(Entries from a collection)
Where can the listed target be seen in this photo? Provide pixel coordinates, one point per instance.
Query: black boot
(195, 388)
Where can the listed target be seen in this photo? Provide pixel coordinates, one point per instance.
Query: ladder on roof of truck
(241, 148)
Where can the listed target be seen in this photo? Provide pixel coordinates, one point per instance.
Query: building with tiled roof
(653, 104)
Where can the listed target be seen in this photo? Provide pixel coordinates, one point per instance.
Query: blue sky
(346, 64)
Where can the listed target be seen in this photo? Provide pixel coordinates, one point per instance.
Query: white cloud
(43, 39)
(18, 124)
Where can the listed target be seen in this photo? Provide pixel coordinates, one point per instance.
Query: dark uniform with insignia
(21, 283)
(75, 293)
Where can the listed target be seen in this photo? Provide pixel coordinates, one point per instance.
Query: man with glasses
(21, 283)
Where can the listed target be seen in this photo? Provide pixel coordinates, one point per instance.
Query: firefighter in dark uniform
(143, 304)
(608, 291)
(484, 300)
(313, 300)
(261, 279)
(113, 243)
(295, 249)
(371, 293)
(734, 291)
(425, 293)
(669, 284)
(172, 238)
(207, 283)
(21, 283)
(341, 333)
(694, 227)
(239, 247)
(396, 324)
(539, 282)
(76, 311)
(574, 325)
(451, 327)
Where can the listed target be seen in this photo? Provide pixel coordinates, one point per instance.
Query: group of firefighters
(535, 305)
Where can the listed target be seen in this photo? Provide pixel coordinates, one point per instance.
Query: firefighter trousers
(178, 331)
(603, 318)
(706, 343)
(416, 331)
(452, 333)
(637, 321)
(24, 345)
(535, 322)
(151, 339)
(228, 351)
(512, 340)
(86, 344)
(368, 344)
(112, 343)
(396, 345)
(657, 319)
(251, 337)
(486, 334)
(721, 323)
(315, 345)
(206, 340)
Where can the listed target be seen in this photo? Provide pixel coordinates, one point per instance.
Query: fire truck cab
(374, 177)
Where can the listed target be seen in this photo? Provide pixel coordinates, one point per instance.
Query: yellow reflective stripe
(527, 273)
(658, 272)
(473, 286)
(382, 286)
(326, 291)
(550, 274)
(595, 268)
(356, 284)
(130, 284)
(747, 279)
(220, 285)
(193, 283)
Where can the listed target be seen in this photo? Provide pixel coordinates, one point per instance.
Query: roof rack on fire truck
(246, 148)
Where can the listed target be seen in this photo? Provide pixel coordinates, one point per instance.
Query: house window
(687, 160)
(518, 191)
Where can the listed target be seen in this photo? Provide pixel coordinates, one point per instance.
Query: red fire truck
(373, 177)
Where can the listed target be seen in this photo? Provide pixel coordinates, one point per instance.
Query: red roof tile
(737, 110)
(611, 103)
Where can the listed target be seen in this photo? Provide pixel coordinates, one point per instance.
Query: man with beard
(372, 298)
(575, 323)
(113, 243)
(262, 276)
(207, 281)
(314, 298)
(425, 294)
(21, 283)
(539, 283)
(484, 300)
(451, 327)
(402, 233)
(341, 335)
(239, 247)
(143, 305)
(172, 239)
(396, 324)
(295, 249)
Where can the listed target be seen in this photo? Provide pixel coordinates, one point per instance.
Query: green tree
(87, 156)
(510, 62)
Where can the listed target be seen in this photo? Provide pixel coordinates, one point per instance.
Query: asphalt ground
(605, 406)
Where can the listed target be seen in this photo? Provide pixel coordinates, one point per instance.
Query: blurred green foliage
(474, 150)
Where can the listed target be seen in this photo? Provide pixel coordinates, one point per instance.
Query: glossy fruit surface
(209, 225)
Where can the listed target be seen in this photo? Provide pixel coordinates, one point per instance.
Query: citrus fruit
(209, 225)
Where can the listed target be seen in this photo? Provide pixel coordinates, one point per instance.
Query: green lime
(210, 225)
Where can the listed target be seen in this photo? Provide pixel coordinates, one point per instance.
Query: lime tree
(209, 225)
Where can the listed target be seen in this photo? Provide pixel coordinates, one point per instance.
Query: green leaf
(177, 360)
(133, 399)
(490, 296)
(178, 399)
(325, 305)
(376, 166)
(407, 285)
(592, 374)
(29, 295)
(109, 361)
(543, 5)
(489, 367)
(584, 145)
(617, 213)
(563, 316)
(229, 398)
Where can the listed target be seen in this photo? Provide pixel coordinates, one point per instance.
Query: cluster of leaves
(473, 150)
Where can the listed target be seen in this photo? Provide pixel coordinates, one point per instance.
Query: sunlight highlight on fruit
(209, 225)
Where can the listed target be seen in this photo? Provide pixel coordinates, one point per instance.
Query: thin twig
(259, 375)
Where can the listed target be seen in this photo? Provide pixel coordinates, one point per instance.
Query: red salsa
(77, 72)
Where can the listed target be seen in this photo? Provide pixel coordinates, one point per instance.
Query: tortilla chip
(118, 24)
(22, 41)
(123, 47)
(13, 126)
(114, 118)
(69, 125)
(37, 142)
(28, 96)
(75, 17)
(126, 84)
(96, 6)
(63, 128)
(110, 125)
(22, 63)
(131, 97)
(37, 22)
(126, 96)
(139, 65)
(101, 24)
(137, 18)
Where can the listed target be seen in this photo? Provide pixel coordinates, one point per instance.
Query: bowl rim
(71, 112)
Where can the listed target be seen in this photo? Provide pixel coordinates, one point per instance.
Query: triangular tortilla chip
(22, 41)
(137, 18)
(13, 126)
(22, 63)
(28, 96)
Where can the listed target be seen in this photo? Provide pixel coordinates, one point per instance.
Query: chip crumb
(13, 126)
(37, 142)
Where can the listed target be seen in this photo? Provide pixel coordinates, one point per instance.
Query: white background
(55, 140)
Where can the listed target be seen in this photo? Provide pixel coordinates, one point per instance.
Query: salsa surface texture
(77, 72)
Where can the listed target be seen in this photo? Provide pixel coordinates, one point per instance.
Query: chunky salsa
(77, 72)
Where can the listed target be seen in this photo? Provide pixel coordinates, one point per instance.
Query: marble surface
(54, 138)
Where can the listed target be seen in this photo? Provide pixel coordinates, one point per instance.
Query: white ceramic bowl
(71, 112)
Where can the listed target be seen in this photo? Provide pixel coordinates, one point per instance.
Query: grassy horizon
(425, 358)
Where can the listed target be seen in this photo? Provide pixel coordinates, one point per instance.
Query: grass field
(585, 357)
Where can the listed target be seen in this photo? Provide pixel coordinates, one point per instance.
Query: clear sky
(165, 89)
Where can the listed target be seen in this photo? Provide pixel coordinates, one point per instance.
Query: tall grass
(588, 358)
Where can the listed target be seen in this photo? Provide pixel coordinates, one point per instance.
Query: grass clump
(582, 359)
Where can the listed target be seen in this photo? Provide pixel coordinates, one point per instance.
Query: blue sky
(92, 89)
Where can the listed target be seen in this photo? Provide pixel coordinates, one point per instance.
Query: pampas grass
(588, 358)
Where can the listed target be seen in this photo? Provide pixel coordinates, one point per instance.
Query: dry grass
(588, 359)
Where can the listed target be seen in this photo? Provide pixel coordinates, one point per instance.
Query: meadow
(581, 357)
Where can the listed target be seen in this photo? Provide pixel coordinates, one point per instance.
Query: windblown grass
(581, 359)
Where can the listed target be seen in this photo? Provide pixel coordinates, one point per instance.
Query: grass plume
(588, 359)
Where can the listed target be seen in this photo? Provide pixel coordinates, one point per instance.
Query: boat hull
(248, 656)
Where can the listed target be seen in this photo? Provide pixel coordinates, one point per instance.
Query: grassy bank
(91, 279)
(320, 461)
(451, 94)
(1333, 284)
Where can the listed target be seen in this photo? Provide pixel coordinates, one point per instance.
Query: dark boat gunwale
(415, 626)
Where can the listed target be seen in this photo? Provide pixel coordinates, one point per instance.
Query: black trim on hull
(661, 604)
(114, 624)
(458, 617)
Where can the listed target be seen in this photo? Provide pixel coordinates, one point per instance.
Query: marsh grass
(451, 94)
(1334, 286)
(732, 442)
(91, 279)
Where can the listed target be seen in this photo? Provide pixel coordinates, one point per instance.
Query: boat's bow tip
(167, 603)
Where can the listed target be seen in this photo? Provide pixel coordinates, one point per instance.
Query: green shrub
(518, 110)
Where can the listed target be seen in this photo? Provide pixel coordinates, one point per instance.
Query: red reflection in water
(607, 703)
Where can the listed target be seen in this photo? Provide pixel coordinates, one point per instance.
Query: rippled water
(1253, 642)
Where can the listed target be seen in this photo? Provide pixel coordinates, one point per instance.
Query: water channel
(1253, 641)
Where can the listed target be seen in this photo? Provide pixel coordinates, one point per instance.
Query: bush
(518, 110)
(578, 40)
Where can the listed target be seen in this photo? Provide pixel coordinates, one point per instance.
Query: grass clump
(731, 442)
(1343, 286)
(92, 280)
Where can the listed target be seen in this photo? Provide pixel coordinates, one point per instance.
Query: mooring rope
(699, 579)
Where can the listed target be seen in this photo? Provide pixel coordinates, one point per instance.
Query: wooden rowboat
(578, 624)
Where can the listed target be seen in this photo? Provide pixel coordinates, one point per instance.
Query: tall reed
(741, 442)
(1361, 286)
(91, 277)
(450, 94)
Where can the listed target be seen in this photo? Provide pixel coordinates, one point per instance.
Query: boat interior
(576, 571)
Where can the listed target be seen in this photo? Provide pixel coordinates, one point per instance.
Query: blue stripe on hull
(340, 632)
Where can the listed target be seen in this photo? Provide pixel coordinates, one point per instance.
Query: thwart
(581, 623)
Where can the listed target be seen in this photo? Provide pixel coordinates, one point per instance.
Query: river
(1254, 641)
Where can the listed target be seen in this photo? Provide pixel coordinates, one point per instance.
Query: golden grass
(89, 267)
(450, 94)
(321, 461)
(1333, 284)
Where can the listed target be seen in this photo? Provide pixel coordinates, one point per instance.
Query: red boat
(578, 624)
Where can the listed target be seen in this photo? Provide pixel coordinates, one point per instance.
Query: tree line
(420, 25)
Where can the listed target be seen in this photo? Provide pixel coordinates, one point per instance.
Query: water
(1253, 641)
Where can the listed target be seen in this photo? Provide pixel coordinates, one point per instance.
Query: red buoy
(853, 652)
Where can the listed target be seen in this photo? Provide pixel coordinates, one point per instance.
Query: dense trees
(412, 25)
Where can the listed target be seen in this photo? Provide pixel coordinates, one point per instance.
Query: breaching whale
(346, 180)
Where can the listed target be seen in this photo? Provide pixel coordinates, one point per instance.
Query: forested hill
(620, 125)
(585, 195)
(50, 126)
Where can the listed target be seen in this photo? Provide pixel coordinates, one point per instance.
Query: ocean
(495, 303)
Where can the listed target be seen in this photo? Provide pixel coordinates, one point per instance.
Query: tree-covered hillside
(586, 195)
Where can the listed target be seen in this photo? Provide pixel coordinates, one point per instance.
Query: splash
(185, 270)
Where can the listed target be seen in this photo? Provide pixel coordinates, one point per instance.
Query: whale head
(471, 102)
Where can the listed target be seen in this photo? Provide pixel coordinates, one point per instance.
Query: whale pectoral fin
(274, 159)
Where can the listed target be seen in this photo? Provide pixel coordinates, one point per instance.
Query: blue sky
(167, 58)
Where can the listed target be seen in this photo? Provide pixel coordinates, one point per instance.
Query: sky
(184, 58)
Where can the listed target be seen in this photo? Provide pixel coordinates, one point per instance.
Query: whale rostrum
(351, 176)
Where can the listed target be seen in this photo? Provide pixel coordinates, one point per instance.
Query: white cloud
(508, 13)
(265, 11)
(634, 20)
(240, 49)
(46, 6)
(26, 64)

- To do
Report each line of the entries above that contains the word "surface", copying every such line in full.

- Task output
Query: glossy fruit surface
Query: salsa surface texture
Query: marble surface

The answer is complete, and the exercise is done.